> **Exercise set**:
[1] Summarize the article on heat exposure and sleep in two sentences.
[2] Carry on the article on heat exposure and sleep from its last sentence.

> **Extract provided**:
--- START ---

Man resting with eyes closed in bath
Health

Need More Zs? Try This Heat Exposure Protocol

There’s a reason a hot bath before bed is so popular.
By Rebekah Harding
May 13, 2024

We always hear that keeping your bedroom cool (around 65 degrees Fahrenheit) is ideal for sleep. But the right amount and timing of heat may actually improve your Zs. Cell biologist Rhonda Patrick, Ph.D, says you can take advantage of the sleep-inducing benefits of heat exposure therapy to get the best rest of your life. 

In a recent episode of her FoundMyFitness podcast, Patrick explains how deliberate heat exposure a couple hours before bed can improve slow wave sleep—the stage which supports growth, immune function, and memory. Getting enough slow wave sleep is important in staving off dementia and Alzheimer’s, says Patrick.

“It’s been my personal experience that heat exposure with appropriate cool down has helped me with aspects of my sleep,” Patrick says. 

Passive body heating (raising your body temperature without physical activity) 1 to 2 hours before bedtime may trigger sleepiness, according to a 2019 clinical review (1). But the three mechanisms that interest Patrick the most are the release of sleep-promoting hormones—growth hormone (GH), growth hormone-releasing hormone (GHRH), and prolactin—that are triggered by heat exposure. 

“Most GH secretion occurs in the initial phase of slow wave sleep, but conversely GH and GHRH have been shown to promote slow wave sleep,” Patrick explains. 

Want to get the most sleep benefits out of heat exposure? You’ll want to follow one of Patrick’s heat exposure protocols to a T.

--- END ---

(Natural-language object grounding data)

--- START ---

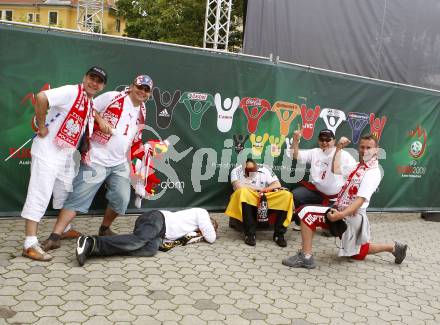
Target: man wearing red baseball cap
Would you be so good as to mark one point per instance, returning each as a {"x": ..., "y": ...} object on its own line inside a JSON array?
[
  {"x": 63, "y": 116},
  {"x": 106, "y": 161}
]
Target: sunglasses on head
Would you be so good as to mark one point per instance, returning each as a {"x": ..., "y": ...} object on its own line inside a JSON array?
[{"x": 143, "y": 87}]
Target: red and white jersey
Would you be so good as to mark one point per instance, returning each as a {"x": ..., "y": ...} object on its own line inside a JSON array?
[
  {"x": 262, "y": 178},
  {"x": 114, "y": 152},
  {"x": 364, "y": 187},
  {"x": 321, "y": 174},
  {"x": 60, "y": 101}
]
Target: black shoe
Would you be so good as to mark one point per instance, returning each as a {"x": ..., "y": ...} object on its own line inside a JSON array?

--- END ---

> **Task answers**:
[1] Cell biologist Rhonda Patrick says deliberate heat exposure a couple hours before bed can improve slow wave sleep, the stage that supports growth, immune function, and memory. A 2019 clinical review found that passive body heating 1 to 2 hours before bedtime may trigger sleepiness, and Patrick is most interested in how heat triggers the release of the sleep-promoting hormones GH, GHRH, and prolactin.

[2]
Rhonda Patrick’s Heat Exposure Protocols

In the sauna

“Regular sauna use is probably one of the most powerful stimuli that increases both growth hormone and prolactin,” Patrick says.

Temperature: 176 degrees Fahrenheit

Timing: 20 minutes, 1-2 hours before bed

Don’t want to head to the gym before bed? There are a variety of at-home saunas that you can use to boost your heat exposure game. 

In the bath

If you don’t have a sauna, draw a hot bath and “submerge as much of the body from shoulders down as possible,” Patrick says. 

Temperature: 104 degrees Fahrenheit

Timing: 20-30 minutes, 1-2 hours before bed

“For hot baths, you may need to add more hot water throughout to keep the temperature around 104,” Patrick says. “In that case, a thermometer may be helpful to monitor the temperature.”

SLEEP BETTER

Pro-tip: Cool off after

What you do after heat exposure is just as important as what you do during your 20-minute roast session. 

The initial effects of heat exposure may include increased wakefulness due to a rush of ATP, or cellular energy (2). This can make it harder to transition directly from the tub into bed for some shut-eye. 

Patrick recommends jumping in a cool shower to speed up the process.